- Task prompt -
Every record needs to be repeated exactly; its pictures do not.

- Material supplied -
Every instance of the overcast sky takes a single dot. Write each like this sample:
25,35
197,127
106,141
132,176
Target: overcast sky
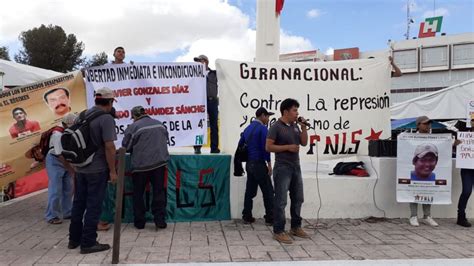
178,30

- Exercise output -
Every instance of the overcast sky takes a single dot. Write each like this sample:
25,35
197,127
106,141
132,176
Target: overcast sky
178,30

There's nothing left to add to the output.